Exercise aim =
Extract the complete data exactly as given.

Given data =
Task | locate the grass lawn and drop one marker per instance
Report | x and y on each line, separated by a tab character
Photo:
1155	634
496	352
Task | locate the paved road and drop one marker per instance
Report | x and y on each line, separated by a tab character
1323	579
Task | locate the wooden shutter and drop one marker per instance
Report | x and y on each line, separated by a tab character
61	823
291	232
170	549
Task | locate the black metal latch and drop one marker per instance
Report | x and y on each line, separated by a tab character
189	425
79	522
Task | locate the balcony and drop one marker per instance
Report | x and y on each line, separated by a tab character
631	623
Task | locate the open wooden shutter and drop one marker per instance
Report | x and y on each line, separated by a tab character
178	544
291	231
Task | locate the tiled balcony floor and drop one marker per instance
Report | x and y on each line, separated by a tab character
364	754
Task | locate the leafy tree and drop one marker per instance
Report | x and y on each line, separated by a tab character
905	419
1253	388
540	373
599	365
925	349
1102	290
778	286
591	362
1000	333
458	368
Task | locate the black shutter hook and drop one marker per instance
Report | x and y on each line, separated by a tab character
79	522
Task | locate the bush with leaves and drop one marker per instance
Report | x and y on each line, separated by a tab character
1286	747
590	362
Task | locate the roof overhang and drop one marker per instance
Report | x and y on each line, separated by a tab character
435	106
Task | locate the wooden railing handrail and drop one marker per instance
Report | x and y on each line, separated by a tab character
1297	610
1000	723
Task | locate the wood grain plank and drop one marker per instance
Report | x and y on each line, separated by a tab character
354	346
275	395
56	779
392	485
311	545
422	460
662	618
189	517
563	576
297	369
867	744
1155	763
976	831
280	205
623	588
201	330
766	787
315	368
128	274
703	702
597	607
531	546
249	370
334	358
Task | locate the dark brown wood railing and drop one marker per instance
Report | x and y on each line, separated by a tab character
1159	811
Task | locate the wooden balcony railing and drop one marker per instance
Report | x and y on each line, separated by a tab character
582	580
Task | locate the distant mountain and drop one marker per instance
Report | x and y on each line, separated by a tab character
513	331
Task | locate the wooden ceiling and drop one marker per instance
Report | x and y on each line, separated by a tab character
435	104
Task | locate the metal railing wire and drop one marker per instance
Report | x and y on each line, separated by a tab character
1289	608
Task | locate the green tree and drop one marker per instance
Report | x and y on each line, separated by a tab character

The solution =
Task | locate the grass lawn and drop one marker per instance
Report | x and y on each line, separated by a tab character
Photo:
1155	634
496	352
Task | locate the paved road and drop one marker per instance
Report | x and y on each line, separated by a tab character
1323	579
Task | locate the wooden shutter and drop one marker per instance
Report | x and y on each line, separated by a tab character
61	823
291	232
170	549
Task | locate the black metal latch and drop one marker per instance
Report | x and y on each line, separated by a tab character
189	425
79	522
Task | locate the balcony and drop one marker per instance
Report | x and y on each line, separated by a tab character
631	623
Task | locate the open wooden shutter and drop one marker per instance
Report | x and y on each line, separated by a tab character
178	544
291	231
Task | locate the tiled balcony floor and drop one marker per instance
Report | x and y on each line, separated by a tab character
364	754
Task | locate the leafy tree and drop one marker per instance
Report | x and y on each line, separated by a tab character
905	419
1253	388
540	373
599	365
925	349
1102	290
778	286
591	362
1000	333
458	368
Task | locate the black shutter hook and drop one marker per instance
Report | x and y on each line, separated by a tab character
79	522
Task | locate the bush with leaves and drop one marker per instance
Report | x and y on each line, separated by a tab character
1286	747
590	362
Task | locate the roof overhang and drop one marker per instance
Report | x and y on each line, separated by a tab character
435	106
Task | locate the wooden railing handrail and drop one marker per instance
Report | x and y on each line, separated by a tab character
1297	610
1000	723
Task | locate the wood grain plank and drop one marker per instance
Report | x and y on each line, separated by a tab character
354	346
275	395
56	779
392	485
311	545
422	460
662	618
189	517
563	576
297	369
867	744
1155	763
976	831
280	205
623	588
201	330
766	787
315	368
128	274
703	702
597	607
531	546
249	370
334	358
Task | locate the dark brown wood railing and drop one marker per instance
Report | x and y on each line, separated by a tab character
1159	811
Task | locate the wooden balcony railing and drop one marker per instance
Report | x and y on each line, separated by a tab character
582	580
Task | locate the distant mountain and drop one marker per instance
Report | x and y on each line, separated by a tab character
513	331
Task | locate the wooden ceiling and drop one marker per instance
Report | x and y on each line, separated by a tab character
435	104
Task | locate the metal railing wire and drop one marker per instance
Report | x and y on each line, separated by a tab character
1289	608
Task | locate the green tree and drop one marker per instance
Report | x and y on each line, separated by a tab character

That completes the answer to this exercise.